**Problem requirements:** Copy out each line of the listing below word for word, leaving out the pictures.

**Stored items from a collection:**
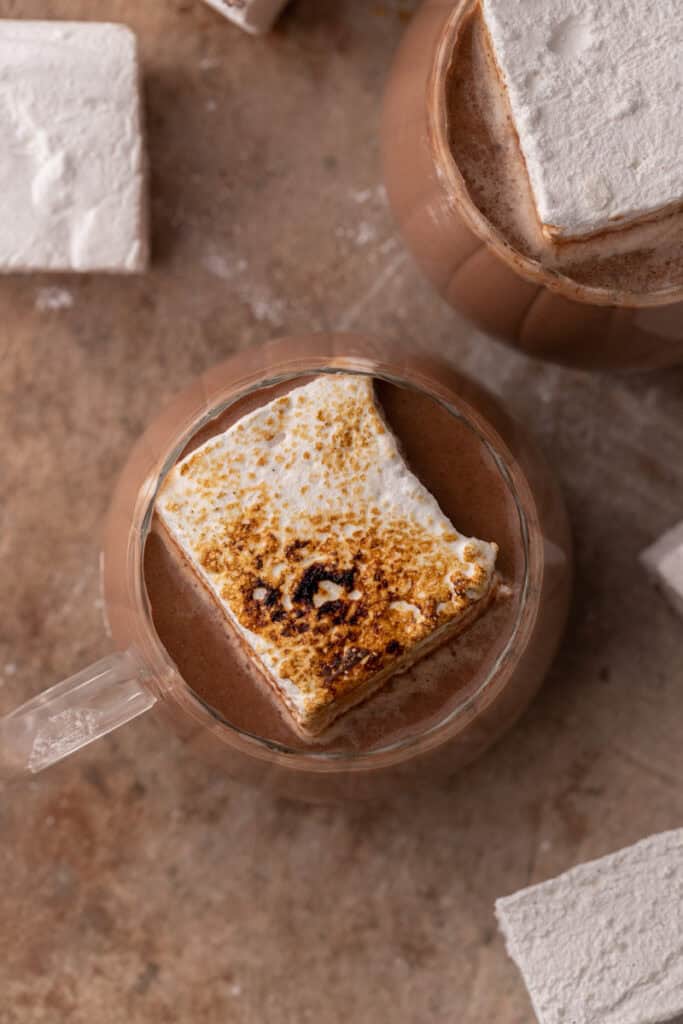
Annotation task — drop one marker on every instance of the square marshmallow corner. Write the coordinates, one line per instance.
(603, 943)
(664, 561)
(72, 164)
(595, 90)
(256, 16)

**Task answer:**
Annotation task — drop one marker on every instance of the square marshmallow corner. Write the coordinates, one line per instance.
(603, 943)
(664, 561)
(72, 164)
(595, 90)
(256, 16)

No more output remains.